Work to complete | Return each line of the entries below that contains the word "building", copying each one in full. Case counts when matching.

Material |
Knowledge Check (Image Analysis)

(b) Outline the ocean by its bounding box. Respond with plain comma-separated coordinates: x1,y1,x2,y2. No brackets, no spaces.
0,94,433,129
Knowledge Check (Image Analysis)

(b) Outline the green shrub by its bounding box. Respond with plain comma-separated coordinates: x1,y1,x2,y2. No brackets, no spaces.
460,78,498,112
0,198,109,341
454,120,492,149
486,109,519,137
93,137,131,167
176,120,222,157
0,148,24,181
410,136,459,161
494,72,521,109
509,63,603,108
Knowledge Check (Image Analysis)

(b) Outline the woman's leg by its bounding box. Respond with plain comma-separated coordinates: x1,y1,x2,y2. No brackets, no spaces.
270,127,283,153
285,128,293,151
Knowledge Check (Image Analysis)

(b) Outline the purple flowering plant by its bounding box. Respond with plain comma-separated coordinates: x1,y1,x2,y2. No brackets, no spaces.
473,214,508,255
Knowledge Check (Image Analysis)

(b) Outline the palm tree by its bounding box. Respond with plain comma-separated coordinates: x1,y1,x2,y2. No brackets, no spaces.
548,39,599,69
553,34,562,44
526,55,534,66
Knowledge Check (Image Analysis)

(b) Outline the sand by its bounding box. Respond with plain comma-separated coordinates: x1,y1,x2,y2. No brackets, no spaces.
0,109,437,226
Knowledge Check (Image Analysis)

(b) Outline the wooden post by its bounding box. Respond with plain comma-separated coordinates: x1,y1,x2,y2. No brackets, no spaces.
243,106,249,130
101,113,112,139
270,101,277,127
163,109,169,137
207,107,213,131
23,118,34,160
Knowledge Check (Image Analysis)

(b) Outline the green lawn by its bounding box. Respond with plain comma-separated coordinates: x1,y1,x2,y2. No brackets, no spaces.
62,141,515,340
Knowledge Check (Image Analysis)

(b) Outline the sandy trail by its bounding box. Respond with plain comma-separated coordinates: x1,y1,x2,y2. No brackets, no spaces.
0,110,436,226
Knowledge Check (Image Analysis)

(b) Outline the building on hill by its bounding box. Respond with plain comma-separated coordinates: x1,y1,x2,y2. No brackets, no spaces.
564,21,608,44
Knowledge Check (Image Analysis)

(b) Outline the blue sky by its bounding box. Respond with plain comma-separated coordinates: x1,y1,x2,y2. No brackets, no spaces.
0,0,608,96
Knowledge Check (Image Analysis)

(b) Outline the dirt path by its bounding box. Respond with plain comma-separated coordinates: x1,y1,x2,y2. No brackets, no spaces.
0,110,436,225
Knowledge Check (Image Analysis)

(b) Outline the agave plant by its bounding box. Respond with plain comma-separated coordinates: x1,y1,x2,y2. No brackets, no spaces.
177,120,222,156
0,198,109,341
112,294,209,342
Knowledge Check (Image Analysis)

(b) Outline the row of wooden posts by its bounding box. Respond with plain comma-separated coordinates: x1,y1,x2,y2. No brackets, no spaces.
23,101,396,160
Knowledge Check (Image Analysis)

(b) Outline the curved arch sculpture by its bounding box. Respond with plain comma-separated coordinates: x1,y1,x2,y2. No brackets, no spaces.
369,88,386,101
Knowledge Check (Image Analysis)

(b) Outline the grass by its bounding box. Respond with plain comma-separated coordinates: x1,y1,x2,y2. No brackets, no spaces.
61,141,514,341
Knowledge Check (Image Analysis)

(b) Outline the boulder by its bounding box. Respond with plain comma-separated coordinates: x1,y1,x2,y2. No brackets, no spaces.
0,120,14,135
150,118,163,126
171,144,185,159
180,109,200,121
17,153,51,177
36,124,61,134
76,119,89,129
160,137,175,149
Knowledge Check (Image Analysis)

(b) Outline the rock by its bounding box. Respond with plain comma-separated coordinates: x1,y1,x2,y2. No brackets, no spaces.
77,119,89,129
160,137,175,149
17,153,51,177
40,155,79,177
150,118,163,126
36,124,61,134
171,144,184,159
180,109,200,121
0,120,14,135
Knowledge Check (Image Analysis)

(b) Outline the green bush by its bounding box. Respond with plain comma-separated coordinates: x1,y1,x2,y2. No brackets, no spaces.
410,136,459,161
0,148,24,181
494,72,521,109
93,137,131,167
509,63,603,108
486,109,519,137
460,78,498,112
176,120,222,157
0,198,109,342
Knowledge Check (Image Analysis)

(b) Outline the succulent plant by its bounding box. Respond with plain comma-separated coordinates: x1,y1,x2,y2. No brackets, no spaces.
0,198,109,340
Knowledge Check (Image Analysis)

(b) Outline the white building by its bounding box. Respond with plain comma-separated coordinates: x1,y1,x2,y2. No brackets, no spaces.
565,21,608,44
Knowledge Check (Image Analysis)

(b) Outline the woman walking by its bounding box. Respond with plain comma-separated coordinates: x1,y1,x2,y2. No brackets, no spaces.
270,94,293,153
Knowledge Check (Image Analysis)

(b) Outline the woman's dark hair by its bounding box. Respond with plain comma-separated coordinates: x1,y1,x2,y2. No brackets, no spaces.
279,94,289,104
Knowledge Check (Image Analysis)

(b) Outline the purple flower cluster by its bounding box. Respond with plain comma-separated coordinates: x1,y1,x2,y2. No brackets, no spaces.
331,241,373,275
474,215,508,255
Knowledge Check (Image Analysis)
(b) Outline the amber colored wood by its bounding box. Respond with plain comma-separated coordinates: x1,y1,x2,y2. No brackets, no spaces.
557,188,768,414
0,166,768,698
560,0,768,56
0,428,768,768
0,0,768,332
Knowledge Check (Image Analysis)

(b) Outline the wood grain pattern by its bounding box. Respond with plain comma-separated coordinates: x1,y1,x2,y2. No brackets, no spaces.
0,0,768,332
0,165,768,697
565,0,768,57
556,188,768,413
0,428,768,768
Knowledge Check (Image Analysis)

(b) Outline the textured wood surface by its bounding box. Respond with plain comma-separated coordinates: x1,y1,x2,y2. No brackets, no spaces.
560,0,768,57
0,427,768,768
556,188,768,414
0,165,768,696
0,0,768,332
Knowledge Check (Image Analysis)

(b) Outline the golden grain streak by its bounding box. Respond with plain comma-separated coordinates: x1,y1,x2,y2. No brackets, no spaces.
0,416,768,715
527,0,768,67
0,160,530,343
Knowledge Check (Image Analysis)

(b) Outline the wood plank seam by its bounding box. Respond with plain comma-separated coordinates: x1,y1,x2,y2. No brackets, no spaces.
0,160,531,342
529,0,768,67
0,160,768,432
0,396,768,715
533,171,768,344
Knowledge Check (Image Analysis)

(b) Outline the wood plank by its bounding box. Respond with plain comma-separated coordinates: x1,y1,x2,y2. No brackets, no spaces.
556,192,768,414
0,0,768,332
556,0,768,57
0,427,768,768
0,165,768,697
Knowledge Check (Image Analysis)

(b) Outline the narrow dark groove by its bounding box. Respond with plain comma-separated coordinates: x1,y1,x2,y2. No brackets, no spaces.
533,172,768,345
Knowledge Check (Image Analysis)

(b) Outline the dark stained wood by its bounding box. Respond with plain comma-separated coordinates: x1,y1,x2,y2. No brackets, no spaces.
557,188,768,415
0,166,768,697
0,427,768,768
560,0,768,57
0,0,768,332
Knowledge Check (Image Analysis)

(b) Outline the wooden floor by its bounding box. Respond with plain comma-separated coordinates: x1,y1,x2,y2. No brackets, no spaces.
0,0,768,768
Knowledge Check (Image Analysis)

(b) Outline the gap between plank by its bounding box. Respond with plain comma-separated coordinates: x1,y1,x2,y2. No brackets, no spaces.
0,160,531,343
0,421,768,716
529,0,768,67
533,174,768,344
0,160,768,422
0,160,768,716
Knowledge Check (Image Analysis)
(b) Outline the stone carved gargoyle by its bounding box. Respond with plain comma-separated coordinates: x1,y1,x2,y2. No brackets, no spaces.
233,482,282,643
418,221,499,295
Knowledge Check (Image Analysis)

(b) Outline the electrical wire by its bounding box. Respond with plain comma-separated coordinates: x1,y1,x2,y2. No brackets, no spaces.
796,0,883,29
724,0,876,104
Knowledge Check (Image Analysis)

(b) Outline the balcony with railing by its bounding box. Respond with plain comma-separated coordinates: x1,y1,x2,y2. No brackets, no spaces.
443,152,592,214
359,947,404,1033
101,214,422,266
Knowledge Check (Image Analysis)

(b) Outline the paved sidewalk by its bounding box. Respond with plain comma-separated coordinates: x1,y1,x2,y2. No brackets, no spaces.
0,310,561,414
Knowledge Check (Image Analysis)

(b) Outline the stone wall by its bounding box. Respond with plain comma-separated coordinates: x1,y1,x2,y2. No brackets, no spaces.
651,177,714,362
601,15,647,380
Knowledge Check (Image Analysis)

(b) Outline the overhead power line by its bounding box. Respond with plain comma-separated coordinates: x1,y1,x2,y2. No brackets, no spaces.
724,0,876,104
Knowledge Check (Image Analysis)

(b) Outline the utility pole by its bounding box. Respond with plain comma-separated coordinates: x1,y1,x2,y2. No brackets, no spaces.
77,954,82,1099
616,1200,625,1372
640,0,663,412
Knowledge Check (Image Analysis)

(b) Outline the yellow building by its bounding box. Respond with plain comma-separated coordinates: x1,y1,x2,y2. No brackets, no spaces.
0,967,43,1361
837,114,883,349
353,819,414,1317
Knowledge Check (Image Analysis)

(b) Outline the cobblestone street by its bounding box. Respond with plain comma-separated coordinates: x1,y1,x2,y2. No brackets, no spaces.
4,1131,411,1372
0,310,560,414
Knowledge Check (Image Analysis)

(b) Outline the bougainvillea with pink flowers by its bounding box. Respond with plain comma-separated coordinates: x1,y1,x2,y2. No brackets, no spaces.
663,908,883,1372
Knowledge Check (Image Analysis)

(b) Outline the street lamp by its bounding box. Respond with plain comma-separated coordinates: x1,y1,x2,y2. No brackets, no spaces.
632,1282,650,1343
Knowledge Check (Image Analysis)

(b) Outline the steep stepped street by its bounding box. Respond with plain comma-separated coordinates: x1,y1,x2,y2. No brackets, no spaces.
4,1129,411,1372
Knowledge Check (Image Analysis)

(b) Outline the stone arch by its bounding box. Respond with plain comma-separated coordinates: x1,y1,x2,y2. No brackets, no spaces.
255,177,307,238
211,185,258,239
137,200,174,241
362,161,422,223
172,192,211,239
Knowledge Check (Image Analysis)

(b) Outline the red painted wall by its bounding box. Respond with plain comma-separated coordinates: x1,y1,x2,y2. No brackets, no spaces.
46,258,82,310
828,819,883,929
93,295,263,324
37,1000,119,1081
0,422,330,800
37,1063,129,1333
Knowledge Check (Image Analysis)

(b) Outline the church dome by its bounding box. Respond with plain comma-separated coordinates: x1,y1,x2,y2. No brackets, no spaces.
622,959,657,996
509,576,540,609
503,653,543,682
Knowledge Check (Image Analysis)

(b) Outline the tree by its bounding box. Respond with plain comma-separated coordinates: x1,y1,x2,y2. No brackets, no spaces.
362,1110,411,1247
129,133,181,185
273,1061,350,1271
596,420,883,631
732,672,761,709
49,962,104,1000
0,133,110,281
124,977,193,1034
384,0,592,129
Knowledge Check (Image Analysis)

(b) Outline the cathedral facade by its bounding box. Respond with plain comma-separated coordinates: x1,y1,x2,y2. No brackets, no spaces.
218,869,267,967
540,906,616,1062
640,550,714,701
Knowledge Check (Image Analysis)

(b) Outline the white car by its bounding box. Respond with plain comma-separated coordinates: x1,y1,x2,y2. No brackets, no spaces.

Task output |
(b) Outline the building on hill by its bounding box. Respond with plain comma-separated coordinates: x1,y1,x2,y2. No brackets, no spaces.
(b) Outline the white building by its bounding box. Respond with plain comma-separated coordinates: x1,y1,x2,y2. No brackets, no spaces.
(b) Outline the yellow building by its bounding box. Respond with plain comma-separated coordinates: x1,y1,x2,y2. No brackets, no spaces.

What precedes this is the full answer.